▶ What you will do:
In the records that follow, the lines from the one containing "Target: stone veneer wall" to the one containing "Target: background tree", inclusive, are to be given again exactly.

▶ Records from a collection:
►

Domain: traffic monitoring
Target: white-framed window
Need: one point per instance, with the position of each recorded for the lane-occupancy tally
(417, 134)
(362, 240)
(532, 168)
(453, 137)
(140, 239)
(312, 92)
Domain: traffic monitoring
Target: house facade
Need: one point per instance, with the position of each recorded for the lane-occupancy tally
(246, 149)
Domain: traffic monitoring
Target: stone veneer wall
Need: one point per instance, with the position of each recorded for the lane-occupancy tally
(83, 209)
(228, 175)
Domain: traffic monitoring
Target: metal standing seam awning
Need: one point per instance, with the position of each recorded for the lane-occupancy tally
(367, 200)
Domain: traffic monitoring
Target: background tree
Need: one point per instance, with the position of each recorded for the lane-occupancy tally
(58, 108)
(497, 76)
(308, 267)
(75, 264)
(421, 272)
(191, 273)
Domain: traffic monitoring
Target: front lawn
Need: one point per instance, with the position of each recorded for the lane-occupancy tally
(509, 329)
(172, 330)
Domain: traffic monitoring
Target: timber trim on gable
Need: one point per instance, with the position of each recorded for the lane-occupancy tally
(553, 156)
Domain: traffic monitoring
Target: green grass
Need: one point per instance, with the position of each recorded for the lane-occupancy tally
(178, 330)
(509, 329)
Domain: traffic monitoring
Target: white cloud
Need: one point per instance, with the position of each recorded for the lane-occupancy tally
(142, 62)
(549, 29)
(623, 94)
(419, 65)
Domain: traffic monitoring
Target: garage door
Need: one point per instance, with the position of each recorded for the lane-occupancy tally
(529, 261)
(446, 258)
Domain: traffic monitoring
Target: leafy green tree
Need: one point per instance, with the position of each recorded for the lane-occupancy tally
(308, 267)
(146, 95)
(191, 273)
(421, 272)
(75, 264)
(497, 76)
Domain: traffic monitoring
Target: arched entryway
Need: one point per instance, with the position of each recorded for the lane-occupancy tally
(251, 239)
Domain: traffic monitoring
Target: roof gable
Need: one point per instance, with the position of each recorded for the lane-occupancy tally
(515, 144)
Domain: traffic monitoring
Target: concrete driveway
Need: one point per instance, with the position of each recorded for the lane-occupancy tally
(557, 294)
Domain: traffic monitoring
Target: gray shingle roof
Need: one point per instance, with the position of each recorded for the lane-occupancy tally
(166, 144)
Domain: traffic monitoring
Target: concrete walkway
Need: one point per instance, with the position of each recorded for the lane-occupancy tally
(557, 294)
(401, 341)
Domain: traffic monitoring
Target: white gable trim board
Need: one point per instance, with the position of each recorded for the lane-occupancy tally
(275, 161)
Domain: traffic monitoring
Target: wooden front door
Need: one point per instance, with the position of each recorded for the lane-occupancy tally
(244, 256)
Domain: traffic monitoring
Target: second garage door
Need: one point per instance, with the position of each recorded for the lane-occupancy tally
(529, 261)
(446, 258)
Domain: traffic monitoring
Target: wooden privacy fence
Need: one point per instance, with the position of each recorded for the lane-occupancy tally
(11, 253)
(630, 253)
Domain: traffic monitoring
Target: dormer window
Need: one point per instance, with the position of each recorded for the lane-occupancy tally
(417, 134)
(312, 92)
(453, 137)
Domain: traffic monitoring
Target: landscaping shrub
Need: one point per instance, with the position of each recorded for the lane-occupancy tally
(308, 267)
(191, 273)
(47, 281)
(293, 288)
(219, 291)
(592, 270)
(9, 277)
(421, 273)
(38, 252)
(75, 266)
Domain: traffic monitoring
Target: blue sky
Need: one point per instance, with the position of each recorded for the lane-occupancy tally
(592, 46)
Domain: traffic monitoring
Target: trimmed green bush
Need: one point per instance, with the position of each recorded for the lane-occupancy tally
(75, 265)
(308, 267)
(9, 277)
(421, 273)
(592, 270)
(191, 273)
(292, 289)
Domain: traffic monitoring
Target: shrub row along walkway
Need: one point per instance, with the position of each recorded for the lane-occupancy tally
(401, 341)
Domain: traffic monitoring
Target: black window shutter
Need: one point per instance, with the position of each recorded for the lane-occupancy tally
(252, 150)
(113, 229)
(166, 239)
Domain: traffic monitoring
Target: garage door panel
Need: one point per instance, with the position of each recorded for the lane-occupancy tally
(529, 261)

◄

▶ Result for this exercise:
Target: stone veneer wall
Need: one point per instance, with the position of each recorded for the lane-occupancy tally
(83, 209)
(228, 175)
Domain: traffic monitoring
Target: metal standing seam awning
Need: one point per instance, with the position of each recorded for the lane-occupancy tally
(367, 200)
Domain: traffic monitoring
Target: background tree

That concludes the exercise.